======== Document passage ========

I think there’s a lot brewing in Italy, but unfortunately it’s missing the culture. Let me explain that better: it’s a Catholic country where it seems like you’re doing something strange if you ask for money. People are not trusting, they don’t believe in the possibility of a meritocracy, and this works against us. I’ve been to Silicon Valley and I can assure you that not only is money at the center of everything there, but people have a special attitude, a deep conviction that they want to and can do great things. In Italy, we’re all a bit resigned. But I’ve always believed in my potential and that’s why I want to do something concrete for my country. In fact, mashable’s goal is first and foremost to inject people with positive energy and show them that you can go to an event and listen to interesting, inspiring talks. I want people to walk out after 3 days at Mashable with some extra bounce in their step and the desire to do something.
Considering that the tech sector is almost completely male dominated, how were you able to break in?
In this respect there’s not a big difference between London and Milan, because the IT sector is effectively dominated by men everywhere. In 90% of the meetings I’m in, there are only men. Maybe the difference is that in the English capital, no one looks at how you’re dressed, or makes jokes or comments of a sexual nature. Quite the opposite in fact – the English spurn any form of discrimination.
It should be said that there are still too few women who do try, who think they can “make it” with the men. And on the one hand, I understand, because being an entrepreneur or manager means traveling and being away from home a lot, working a lot, having lots of responsibilities, and it can be hard to reconcile that with having a family. Having said that though, it’s definitely true that in the UK, unlike Italy, there is no pressure on women to have a family. Actually, it’s just the opposite: there are plenty of men who take care of the kids, maybe while the woman is working.
What are you expecting for this edition of Mashable and what would you like the participants to take away?
I have high expectations for this edition. I hope to see the room full of energy, where people and companies relevant to the “digital and entrepreneurial world”–both Italian and international — will be united. I hope to be able to say that I “infected” my country in a positive way, showing that a meritocracy can take you far, even in Italy. But above all, I want to hear people walk out of the room and say: I learned something, I feel stimulated and happy and positive about my future. In addition, I believe in the ties between the world of startups and entrepreneurs, and the digital world. Knowing how to promote yourself online is becoming more and more crucial. I’m particularly fascinated with people who fight and take risks for what they believe in, and Mashable Day can definitely be a great opportunity for better visibility, sharing and networking. It’s with this in mind that we decided to focus on high level case studies, extreme variety and a full range of content. And then we’ll also have business matching, startup competitions and themed workshops that will let participants bring theory and practice together while having fun.
And there’s a mega closing party in collaboration with Marketers, a company founded by successful influencer Dario Vignali, and his enormous community of digital fanatics. Because I’m convinced that big opportunities arise while you’re having fun.
So we expect to see everyone in Milan at the Talent Garden Calabiana for the fourth edition of MASHABLE SOCIAL MEDIA DAY + DIGITAL INNOVATION DAYS 2017. Mark your calendars for 19-20-21 October 2017.

========

*The problem*:
Answer these questions from the interview above, one line each, numbered to match.
1. In what share of the speaker's meetings are there only men?
2. Which company is the closing party held in collaboration with?
3. On which dates will the event take place?

======== Data for review ========

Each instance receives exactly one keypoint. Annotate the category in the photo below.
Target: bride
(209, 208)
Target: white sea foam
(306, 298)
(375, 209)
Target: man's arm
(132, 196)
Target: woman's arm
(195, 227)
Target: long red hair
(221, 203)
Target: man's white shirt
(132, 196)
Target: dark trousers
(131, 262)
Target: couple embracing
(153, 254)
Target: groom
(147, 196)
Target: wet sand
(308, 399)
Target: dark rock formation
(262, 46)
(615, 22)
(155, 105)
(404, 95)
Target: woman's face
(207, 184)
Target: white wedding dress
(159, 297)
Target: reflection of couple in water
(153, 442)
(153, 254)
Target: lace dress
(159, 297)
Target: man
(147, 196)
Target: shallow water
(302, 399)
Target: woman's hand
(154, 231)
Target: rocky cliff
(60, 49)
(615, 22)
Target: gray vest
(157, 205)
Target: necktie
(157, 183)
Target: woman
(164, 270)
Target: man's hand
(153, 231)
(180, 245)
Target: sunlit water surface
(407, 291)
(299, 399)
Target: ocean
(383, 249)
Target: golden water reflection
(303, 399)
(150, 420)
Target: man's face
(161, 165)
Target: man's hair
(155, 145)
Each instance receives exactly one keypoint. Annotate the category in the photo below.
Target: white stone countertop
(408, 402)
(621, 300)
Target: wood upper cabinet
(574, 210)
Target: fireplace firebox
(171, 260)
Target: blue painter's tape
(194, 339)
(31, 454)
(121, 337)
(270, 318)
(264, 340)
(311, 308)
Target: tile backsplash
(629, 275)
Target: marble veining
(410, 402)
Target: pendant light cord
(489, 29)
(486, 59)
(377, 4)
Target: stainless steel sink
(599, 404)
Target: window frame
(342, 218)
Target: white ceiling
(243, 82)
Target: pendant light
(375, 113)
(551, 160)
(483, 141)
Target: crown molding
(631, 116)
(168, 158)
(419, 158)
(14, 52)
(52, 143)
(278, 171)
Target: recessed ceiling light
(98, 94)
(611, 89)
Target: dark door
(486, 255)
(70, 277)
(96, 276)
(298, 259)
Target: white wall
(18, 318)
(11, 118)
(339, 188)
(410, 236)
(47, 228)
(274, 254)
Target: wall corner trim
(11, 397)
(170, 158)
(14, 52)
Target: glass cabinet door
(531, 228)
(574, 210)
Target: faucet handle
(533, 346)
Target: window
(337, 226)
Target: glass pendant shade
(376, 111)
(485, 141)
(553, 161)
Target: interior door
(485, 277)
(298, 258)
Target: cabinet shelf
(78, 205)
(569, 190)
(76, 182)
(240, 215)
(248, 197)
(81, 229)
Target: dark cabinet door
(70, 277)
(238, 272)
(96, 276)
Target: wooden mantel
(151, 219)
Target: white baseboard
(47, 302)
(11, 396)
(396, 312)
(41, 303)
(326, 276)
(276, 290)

========

*Your response*:
1. 90%
2. Marketers
3. October 19, 20 and 21, 2017